--- Given instruction ---
Please copy the data from its first line and stop after the line that contains "M582 250L593 212L636", renaming "wet fur" to "damp fur" and changing nothing else. Omit the pictures from your answer.

--- Exercise inputs ---
--- --- ---
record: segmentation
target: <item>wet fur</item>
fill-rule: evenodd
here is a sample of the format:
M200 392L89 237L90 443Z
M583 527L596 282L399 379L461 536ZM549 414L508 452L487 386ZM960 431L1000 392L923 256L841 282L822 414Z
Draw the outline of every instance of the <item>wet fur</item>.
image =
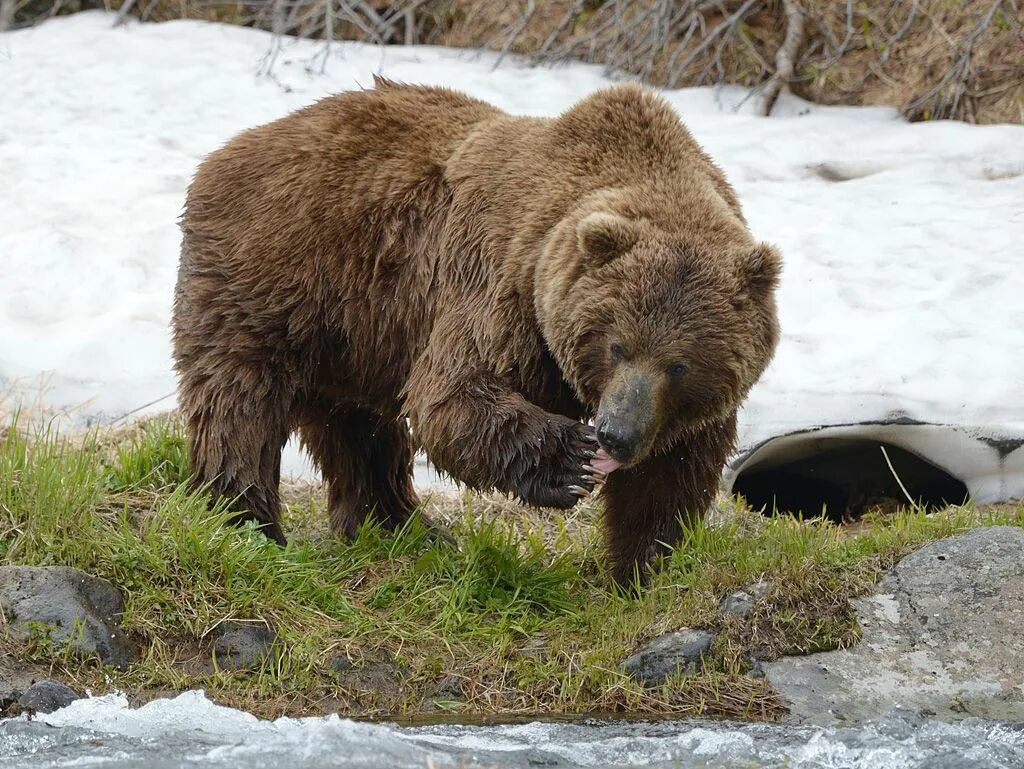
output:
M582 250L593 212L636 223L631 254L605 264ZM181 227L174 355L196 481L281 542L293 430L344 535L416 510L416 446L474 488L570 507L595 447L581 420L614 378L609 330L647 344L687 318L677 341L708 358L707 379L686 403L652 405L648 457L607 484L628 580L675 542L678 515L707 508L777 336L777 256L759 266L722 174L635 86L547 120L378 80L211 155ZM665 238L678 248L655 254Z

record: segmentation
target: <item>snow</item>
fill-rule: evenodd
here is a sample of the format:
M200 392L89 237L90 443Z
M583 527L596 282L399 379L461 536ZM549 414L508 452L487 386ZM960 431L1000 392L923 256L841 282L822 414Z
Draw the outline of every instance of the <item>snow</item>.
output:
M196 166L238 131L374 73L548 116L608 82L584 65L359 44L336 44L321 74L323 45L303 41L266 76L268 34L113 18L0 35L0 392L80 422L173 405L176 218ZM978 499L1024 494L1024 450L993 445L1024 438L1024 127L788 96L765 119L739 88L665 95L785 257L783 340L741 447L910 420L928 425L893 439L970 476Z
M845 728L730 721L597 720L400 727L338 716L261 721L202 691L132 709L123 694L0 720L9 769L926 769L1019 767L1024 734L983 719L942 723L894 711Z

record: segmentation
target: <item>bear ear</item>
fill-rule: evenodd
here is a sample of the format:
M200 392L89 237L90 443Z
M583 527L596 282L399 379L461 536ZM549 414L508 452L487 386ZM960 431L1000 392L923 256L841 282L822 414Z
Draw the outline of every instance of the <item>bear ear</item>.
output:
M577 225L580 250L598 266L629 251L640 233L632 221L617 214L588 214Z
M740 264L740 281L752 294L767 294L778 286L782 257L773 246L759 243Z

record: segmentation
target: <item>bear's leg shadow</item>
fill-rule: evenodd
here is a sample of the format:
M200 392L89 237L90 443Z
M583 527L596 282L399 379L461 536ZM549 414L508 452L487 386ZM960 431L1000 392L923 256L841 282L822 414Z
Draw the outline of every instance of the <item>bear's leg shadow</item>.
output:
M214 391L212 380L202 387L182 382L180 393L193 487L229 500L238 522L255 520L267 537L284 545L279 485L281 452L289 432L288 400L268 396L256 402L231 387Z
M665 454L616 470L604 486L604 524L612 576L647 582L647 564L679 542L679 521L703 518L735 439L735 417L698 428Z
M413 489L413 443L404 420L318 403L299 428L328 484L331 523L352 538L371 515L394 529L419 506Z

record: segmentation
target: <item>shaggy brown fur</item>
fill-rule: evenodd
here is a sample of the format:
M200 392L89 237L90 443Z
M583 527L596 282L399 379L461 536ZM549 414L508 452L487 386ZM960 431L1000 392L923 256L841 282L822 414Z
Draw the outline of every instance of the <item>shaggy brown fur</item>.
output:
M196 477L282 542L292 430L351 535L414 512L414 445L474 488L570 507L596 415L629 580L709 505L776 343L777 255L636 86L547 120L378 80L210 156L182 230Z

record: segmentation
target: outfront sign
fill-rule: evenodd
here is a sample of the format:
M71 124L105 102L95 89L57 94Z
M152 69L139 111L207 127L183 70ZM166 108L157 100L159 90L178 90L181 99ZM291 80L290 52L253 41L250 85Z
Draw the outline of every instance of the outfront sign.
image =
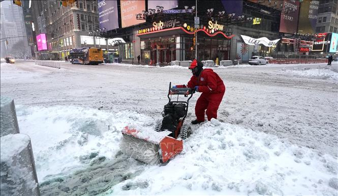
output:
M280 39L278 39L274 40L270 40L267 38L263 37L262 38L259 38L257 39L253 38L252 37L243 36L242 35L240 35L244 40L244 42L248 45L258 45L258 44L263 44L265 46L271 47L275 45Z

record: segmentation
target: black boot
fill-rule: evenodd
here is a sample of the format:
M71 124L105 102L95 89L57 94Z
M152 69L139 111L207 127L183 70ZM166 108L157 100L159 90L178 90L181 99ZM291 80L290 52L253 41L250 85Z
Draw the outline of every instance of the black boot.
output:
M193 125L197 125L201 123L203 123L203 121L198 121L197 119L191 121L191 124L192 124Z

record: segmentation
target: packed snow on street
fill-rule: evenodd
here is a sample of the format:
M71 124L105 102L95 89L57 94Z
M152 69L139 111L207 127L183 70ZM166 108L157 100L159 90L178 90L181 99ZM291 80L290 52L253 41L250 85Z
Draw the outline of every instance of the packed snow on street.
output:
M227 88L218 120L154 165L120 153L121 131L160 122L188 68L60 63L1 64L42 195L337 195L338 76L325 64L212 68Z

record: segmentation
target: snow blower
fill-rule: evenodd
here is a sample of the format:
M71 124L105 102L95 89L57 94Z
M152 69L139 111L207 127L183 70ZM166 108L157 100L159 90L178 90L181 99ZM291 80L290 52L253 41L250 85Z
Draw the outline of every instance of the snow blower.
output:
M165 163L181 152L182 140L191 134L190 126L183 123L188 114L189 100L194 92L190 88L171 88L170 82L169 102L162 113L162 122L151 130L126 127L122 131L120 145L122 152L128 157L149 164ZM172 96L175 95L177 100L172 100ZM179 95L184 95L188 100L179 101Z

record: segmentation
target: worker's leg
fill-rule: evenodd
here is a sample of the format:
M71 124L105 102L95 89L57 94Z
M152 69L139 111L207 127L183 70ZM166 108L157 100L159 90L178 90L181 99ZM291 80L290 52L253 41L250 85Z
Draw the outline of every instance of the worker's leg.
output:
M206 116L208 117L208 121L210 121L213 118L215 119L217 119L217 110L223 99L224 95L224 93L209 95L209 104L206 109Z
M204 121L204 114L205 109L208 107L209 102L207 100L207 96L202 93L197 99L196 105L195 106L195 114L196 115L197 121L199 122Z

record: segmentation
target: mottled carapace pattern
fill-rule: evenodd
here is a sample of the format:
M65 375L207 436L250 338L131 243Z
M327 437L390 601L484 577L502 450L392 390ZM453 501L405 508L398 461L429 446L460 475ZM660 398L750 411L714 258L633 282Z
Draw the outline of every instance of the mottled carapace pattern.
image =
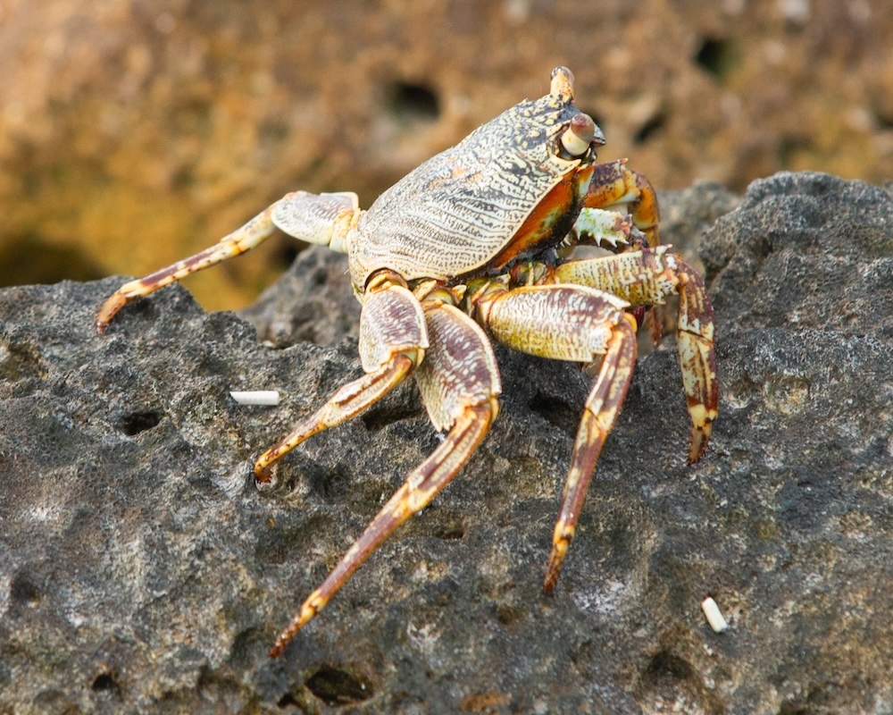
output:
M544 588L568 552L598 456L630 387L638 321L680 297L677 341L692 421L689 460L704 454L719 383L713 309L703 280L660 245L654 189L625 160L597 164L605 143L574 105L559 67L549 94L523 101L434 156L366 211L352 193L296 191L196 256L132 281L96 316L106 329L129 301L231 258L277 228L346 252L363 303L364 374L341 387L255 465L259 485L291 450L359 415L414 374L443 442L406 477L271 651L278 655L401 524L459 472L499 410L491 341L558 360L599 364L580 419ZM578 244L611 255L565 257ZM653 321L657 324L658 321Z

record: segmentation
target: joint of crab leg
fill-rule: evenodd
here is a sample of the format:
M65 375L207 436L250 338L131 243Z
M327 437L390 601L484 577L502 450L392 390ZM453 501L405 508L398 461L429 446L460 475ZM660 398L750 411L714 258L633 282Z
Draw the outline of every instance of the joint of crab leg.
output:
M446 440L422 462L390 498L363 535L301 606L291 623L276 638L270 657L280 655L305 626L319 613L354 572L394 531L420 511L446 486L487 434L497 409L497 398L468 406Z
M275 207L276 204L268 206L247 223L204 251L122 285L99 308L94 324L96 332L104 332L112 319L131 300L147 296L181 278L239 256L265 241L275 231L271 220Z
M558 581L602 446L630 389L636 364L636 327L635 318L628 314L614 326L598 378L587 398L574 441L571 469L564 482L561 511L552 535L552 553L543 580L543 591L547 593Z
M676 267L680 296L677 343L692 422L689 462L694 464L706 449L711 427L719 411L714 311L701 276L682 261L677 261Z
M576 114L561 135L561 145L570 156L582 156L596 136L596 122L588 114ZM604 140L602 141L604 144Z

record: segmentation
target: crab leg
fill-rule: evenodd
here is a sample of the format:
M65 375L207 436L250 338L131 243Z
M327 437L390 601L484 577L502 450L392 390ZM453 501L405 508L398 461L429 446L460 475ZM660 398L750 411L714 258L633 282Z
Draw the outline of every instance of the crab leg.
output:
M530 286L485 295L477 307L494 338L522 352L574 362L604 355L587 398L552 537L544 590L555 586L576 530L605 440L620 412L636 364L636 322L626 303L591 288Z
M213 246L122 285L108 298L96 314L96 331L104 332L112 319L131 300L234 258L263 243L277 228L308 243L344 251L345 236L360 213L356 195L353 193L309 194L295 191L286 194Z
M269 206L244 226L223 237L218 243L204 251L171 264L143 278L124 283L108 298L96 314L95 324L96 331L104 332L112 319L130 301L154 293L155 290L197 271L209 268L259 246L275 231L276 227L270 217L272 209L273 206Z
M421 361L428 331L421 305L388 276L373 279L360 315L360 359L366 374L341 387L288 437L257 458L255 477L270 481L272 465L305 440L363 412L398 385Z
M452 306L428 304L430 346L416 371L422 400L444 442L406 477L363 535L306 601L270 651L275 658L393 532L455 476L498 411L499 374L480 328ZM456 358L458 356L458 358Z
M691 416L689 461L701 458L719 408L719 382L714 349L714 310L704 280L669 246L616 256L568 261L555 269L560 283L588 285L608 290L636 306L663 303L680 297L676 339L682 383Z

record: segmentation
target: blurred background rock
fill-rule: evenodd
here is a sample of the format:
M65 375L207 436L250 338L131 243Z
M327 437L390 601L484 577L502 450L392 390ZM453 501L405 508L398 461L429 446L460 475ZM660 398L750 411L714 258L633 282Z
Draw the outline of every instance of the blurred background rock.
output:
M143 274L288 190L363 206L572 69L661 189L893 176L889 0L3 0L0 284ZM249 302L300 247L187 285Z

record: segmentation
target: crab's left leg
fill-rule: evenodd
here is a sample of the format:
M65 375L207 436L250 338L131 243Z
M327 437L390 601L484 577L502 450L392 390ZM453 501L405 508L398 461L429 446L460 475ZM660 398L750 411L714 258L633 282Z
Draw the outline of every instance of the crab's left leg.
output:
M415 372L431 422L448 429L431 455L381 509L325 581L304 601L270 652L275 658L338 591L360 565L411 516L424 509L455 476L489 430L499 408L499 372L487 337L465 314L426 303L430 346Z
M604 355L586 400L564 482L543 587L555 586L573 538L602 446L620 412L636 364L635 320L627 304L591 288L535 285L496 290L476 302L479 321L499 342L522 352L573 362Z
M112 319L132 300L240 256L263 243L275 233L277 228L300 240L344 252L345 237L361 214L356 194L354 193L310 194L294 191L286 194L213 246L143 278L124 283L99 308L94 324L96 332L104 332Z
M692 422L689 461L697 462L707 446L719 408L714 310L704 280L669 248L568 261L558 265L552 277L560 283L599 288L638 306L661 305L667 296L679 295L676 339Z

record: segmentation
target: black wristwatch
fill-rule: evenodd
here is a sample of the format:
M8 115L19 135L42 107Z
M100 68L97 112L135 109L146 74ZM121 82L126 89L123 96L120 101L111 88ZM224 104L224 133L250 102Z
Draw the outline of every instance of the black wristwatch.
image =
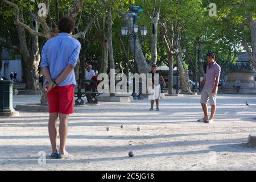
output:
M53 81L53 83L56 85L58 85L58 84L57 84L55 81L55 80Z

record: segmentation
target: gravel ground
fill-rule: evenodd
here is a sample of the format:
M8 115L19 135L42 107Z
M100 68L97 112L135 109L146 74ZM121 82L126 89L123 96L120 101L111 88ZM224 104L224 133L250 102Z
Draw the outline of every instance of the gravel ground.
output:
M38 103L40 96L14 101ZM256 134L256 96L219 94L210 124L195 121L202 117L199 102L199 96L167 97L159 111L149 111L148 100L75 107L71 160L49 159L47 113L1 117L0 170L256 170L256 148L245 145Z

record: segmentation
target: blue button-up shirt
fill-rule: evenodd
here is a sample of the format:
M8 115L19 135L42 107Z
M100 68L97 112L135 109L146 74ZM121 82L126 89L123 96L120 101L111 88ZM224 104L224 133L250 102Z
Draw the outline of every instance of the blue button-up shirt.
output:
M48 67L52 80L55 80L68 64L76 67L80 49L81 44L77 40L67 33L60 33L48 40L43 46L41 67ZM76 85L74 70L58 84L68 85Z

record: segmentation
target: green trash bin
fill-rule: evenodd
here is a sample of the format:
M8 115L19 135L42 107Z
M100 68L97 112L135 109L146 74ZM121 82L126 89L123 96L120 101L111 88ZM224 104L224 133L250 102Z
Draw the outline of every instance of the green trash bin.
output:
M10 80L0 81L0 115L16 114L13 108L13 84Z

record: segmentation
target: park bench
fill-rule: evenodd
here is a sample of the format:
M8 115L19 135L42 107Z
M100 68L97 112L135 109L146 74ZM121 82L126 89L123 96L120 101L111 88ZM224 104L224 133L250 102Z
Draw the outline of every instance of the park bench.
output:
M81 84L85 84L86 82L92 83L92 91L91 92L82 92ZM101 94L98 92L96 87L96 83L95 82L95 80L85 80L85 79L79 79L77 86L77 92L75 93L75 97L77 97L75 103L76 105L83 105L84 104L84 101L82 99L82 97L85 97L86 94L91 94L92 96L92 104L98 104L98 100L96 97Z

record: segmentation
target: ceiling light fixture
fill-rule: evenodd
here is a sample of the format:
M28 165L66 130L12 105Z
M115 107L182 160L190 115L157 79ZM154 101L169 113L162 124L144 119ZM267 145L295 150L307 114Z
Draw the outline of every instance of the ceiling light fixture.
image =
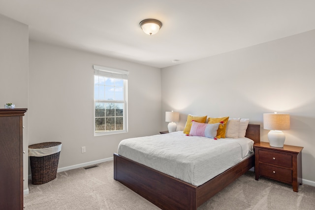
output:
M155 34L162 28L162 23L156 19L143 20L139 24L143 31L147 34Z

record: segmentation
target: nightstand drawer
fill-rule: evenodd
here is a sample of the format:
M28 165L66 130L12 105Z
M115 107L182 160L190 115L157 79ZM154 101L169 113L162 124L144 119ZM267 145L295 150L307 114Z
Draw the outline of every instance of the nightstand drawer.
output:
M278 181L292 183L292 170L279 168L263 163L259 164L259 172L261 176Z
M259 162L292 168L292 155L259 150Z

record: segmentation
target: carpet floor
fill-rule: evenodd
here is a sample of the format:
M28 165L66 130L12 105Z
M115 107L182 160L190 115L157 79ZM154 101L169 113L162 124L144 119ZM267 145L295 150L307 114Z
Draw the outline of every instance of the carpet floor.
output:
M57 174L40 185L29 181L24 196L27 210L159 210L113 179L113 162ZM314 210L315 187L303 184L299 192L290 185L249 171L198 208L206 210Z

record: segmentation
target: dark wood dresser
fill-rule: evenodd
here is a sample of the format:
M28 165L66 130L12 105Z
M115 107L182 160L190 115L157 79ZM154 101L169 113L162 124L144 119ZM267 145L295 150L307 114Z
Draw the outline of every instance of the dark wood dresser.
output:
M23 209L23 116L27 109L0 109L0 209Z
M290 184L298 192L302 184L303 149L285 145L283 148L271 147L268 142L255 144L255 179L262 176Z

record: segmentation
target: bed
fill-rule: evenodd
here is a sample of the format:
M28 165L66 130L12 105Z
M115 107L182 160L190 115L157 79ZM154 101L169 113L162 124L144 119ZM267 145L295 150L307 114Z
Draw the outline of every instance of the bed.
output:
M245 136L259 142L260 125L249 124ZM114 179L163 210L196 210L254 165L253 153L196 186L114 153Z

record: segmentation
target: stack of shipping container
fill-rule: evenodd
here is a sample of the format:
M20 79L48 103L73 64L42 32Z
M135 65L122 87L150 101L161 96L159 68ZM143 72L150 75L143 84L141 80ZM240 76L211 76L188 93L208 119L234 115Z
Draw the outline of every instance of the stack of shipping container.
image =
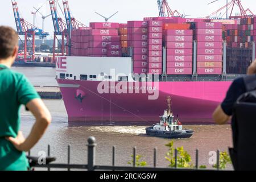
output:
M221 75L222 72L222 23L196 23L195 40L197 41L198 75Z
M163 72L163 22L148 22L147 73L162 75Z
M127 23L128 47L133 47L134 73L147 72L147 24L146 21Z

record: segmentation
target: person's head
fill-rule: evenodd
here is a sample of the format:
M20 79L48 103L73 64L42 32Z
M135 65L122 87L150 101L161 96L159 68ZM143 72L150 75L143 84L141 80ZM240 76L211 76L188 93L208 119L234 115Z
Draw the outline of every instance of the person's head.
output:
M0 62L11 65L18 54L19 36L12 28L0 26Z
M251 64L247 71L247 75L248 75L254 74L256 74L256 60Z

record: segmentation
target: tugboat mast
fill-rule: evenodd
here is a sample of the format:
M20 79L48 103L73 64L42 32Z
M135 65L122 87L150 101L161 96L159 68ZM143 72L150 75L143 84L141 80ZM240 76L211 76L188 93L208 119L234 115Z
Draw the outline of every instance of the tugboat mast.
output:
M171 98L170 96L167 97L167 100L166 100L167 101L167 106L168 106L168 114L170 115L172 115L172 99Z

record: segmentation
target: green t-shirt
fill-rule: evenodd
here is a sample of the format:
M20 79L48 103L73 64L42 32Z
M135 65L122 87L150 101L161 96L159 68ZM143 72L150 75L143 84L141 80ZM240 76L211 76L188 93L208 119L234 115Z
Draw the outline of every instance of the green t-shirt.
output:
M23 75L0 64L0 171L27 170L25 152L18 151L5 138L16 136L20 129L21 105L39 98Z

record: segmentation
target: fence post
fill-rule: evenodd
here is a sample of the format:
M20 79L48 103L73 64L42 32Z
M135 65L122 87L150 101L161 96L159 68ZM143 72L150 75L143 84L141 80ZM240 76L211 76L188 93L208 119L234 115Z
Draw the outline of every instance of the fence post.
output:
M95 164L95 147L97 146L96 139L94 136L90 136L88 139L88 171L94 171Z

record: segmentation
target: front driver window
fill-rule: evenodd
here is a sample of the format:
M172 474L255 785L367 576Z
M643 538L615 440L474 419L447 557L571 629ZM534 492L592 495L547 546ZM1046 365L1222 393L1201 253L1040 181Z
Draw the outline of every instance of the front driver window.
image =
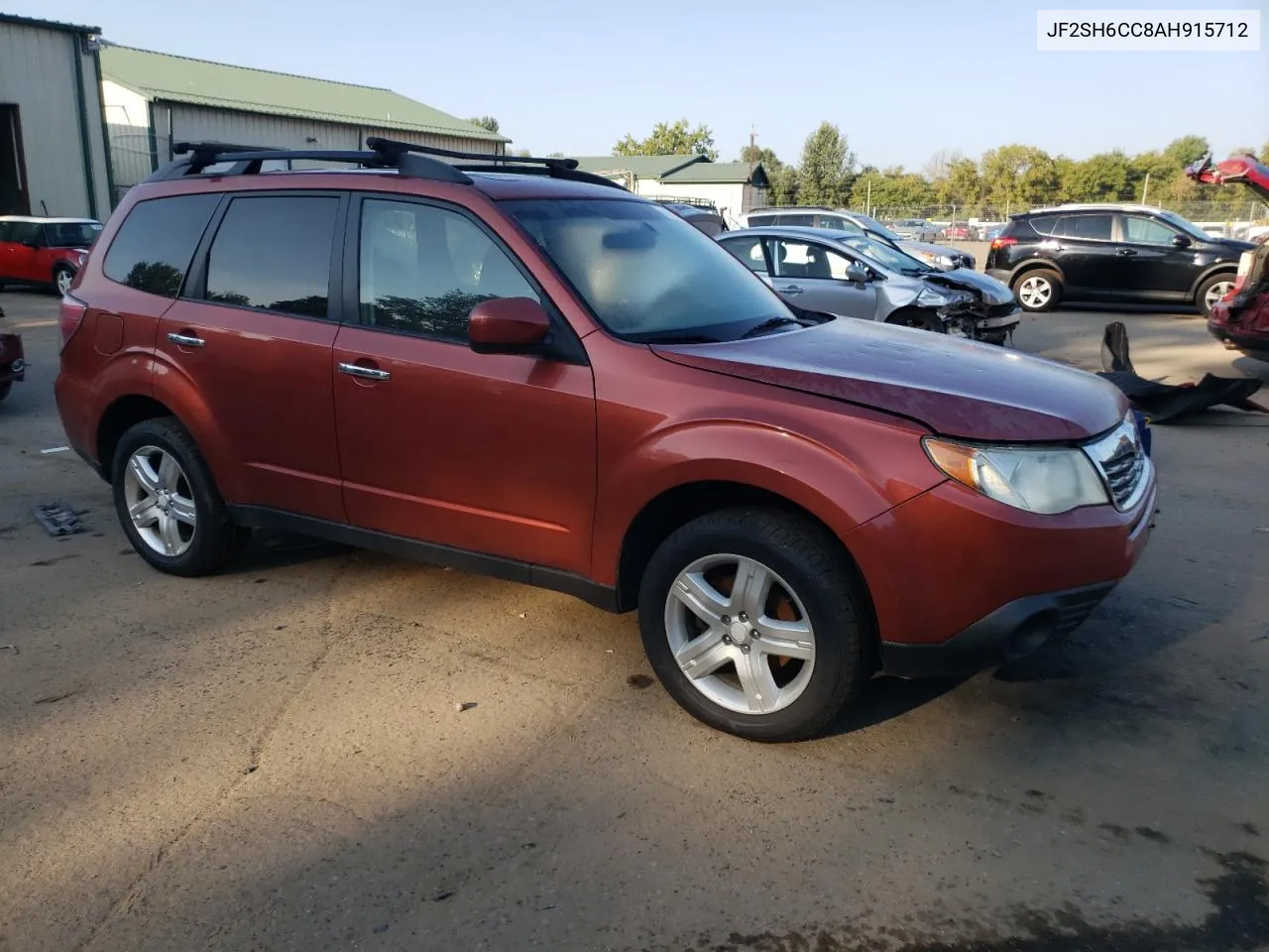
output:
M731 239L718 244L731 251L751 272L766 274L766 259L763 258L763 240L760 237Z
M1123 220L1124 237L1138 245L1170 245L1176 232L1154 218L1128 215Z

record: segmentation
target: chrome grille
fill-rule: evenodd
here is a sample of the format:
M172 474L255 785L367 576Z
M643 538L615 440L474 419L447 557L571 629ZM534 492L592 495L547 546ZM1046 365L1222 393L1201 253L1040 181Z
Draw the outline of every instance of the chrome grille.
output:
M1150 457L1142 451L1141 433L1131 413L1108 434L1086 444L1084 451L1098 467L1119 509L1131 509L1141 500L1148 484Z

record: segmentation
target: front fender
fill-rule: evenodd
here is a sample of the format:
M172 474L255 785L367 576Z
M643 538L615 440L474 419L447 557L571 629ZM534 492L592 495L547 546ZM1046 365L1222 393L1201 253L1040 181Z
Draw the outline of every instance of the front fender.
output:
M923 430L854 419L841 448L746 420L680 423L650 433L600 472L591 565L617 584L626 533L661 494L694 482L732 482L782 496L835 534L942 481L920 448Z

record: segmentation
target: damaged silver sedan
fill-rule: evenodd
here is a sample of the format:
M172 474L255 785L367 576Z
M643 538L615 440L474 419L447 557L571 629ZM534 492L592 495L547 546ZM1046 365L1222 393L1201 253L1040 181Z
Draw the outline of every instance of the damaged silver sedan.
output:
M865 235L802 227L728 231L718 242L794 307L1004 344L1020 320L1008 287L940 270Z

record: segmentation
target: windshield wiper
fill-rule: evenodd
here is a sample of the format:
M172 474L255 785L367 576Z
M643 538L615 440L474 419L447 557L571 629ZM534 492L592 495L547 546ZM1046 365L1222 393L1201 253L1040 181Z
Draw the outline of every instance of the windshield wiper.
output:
--- --- ---
--- Worked answer ---
record: segmentation
target: <item>damp fur</item>
fill-rule: evenodd
here is a sample of the format:
M200 392L89 237L90 443Z
M583 527L596 282L399 379L461 536ZM549 414L508 452L487 386ZM960 431L1000 392L923 256L841 282L822 414Z
Draw the outline of every instance of the <item>damp fur</item>.
image =
output:
M582 250L593 212L636 223L631 254L605 264ZM181 227L174 355L196 481L281 542L293 430L344 535L416 510L416 446L474 488L570 507L595 447L581 420L614 378L609 330L647 344L687 318L677 341L708 358L707 379L686 403L652 405L648 457L607 484L628 580L675 542L678 515L707 508L777 336L777 256L759 266L722 174L635 86L547 120L378 80L211 155ZM665 238L678 248L655 254Z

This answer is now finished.